[Opening DATASET EXTRACT section]

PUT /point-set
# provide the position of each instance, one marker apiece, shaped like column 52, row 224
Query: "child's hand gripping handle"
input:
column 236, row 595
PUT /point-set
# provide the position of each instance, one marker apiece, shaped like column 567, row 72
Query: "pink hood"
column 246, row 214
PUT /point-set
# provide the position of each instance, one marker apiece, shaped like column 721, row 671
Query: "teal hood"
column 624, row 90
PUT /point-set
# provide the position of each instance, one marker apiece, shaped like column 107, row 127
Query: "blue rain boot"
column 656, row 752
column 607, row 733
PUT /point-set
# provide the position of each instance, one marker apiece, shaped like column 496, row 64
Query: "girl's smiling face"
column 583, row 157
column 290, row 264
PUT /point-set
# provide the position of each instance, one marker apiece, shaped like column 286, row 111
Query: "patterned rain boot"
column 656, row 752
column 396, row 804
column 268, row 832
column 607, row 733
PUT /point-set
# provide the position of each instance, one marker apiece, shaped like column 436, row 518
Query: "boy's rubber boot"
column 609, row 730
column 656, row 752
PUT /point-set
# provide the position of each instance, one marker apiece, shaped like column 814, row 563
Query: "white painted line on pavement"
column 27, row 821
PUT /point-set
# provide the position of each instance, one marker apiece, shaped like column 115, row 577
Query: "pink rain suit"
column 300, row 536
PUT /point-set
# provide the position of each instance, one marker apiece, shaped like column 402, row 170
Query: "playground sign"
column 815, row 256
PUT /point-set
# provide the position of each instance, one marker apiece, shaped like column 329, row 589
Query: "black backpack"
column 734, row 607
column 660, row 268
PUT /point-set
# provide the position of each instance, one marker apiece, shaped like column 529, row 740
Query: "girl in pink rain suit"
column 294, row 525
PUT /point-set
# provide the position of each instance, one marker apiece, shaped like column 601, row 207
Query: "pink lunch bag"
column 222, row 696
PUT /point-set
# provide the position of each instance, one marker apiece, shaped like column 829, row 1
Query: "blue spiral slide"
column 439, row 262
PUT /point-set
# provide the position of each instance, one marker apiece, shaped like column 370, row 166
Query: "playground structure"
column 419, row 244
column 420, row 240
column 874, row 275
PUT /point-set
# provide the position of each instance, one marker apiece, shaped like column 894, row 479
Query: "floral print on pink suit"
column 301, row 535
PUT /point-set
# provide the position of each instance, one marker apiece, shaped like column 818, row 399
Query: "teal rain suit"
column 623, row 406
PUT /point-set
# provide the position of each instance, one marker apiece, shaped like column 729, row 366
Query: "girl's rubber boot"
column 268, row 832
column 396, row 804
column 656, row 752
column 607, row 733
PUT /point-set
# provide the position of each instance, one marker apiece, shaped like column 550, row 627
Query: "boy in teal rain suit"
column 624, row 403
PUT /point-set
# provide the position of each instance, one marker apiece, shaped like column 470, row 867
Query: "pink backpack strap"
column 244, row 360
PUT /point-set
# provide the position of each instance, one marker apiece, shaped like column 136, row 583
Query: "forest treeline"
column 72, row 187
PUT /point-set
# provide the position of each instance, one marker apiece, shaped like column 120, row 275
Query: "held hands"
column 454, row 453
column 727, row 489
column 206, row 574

[Closing DATASET EXTRACT section]

__ABOUT THIS TASK__: All of the records above should be given again exactly as written.

__PROBLEM SOLUTION__:
PUT /point-set
# provide the position of each instance, one marker apiece, shaped like column 52, row 224
Query: "child's hand gripping handle"
input:
column 236, row 595
PUT /point-set
# provide the position of each instance, one marker apiece, shaped like column 567, row 72
Query: "pink hood"
column 246, row 214
PUT /point-set
# provide the position of each instance, one marker apiece, shaped like column 721, row 671
Query: "teal hood"
column 624, row 90
PUT /point-set
# provide the position of each instance, one marker apiece, shaped like column 107, row 127
Query: "blue rain boot"
column 656, row 752
column 607, row 733
PUT /point-set
# provide the position of each instance, one marker apiece, shaped like column 496, row 64
Query: "girl's smiling face"
column 583, row 157
column 290, row 264
PUT /point-set
# provide the position of each instance, one marker apiece, shaped like column 286, row 111
Query: "patterned rain boot"
column 656, row 752
column 396, row 804
column 268, row 832
column 607, row 733
PUT /point-set
# provide the position of each instance, one marker apiece, shaped like column 436, row 518
Query: "boy's rubber boot"
column 609, row 730
column 656, row 752
PUT /point-set
# provide the position of each instance, one marker apiece, shaped like column 814, row 563
Query: "white painted line on pavement"
column 27, row 821
PUT /point-set
# provide the position of each instance, one marker apiece, shaped like column 115, row 577
Query: "pink rain suit"
column 300, row 536
PUT /point-set
# provide the position of each instance, one marker apiece, shaped like column 402, row 170
Query: "playground sign"
column 815, row 256
PUT /point-set
# provide the position of each instance, one marker apiece, shaped like column 329, row 589
Query: "black backpack"
column 734, row 607
column 660, row 268
PUT /point-set
# provide the position of each instance, one marker apiece, shaped like column 529, row 740
Query: "girl in pink rain suit"
column 294, row 525
PUT /point-set
# provide the position of each instance, one marker apiece, shaped like column 601, row 207
Query: "pink lunch bag"
column 222, row 696
PUT /point-set
# provide the position of each instance, one marker apiece, shaped like column 829, row 1
Query: "blue spiral slide"
column 439, row 262
PUT /point-set
# provide the position of each instance, one marker apiece, shaped like column 370, row 166
Query: "playground structure"
column 419, row 244
column 420, row 240
column 874, row 275
PUT /point-set
# provide the position of each instance, one marker apiece, shaped like column 894, row 479
Query: "floral print on pink suit"
column 301, row 535
PUT /point-set
# provide the position of each instance, one marker apiece, shaped like column 818, row 399
Query: "teal rain suit"
column 623, row 406
PUT /point-set
# provide the position of each instance, one marker apiece, shaped like column 729, row 366
Query: "girl's rubber boot"
column 268, row 832
column 396, row 804
column 656, row 752
column 607, row 733
PUT /point-set
# provide the position of each instance, one marker apiece, shaped like column 550, row 627
Query: "boy in teal rain suit"
column 624, row 403
PUT /point-set
# provide the position of each instance, one marker apiece, shaped like column 470, row 867
Query: "pink backpack strap"
column 244, row 360
PUT /point-set
# provide the position of each instance, one marker apiece, shaped like column 136, row 583
Query: "forest treeline"
column 72, row 187
PUT /point-set
# provide the position of each instance, one marker apiece, shaped like column 120, row 275
Query: "held hands"
column 454, row 453
column 727, row 489
column 206, row 574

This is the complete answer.